Excerpts of labeled region data
□ □ □ □
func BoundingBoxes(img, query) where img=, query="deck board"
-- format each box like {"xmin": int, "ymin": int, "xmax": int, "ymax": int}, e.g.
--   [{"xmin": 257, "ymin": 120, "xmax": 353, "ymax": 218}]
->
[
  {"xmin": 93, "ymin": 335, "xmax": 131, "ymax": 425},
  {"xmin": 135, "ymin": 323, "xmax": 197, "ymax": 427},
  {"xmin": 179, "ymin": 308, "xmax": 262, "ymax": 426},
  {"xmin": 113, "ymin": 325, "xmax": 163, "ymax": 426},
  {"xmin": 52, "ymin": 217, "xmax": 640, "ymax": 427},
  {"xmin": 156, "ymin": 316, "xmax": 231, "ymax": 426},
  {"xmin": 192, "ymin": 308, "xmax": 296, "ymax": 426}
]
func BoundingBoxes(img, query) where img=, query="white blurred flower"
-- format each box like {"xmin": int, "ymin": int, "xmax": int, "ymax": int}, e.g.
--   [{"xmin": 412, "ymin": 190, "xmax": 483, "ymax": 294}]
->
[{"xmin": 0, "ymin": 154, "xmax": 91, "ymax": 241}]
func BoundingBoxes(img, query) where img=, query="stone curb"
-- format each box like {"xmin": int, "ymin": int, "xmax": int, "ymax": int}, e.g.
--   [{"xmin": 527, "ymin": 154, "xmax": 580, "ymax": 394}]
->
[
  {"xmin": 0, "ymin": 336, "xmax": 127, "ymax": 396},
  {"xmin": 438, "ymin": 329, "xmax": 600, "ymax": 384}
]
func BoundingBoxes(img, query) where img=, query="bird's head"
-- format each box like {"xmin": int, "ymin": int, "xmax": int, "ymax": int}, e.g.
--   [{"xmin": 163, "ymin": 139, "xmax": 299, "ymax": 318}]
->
□ □ □ □
What is required:
Render every line of the rows above as a Markdown table with the columns "No." and "Line", numbering each line in order and omitting any blank lines.

Solution for this exercise:
| No. | Line |
|---|---|
| 1 | func BoundingBoxes(img, query) where img=, query="deck board" |
| 2 | -- format each box like {"xmin": int, "ymin": int, "xmax": int, "ymax": int}, e.g. |
| 3 | --   [{"xmin": 257, "ymin": 120, "xmax": 353, "ymax": 218}] |
| 4 | -> |
| 5 | [ |
| 6 |   {"xmin": 93, "ymin": 335, "xmax": 131, "ymax": 425}, |
| 7 |   {"xmin": 135, "ymin": 323, "xmax": 197, "ymax": 427}, |
| 8 |   {"xmin": 179, "ymin": 308, "xmax": 262, "ymax": 426}, |
| 9 |   {"xmin": 113, "ymin": 325, "xmax": 163, "ymax": 426}, |
| 10 |   {"xmin": 52, "ymin": 217, "xmax": 640, "ymax": 427}, |
| 11 |   {"xmin": 156, "ymin": 316, "xmax": 231, "ymax": 426}, |
| 12 |   {"xmin": 192, "ymin": 308, "xmax": 296, "ymax": 426} |
| 13 | ] |
| 14 | func BoundingBoxes(img, query) where img=, query="white blurred flower" |
| 15 | -- format each box like {"xmin": int, "ymin": int, "xmax": int, "ymax": int}, e.g. |
| 16 | --   [{"xmin": 412, "ymin": 190, "xmax": 483, "ymax": 294}] |
| 17 | -> |
| 18 | [{"xmin": 0, "ymin": 154, "xmax": 91, "ymax": 241}] |
| 19 | func BoundingBoxes(img, query) where img=, query="stone curb" |
| 20 | -- format each box like {"xmin": int, "ymin": int, "xmax": int, "ymax": int}, e.g. |
| 21 | --   [{"xmin": 527, "ymin": 154, "xmax": 580, "ymax": 394}] |
| 22 | -> |
| 23 | [ |
| 24 |   {"xmin": 0, "ymin": 336, "xmax": 127, "ymax": 396}, |
| 25 |   {"xmin": 438, "ymin": 329, "xmax": 600, "ymax": 384} |
| 26 | ] |
| 27 | func BoundingBoxes(img, query) where img=, query="bird's head" |
| 28 | -- format each box like {"xmin": int, "ymin": int, "xmax": int, "ymax": int}, e.g. |
| 29 | --   [{"xmin": 163, "ymin": 139, "xmax": 299, "ymax": 318}] |
| 30 | -> |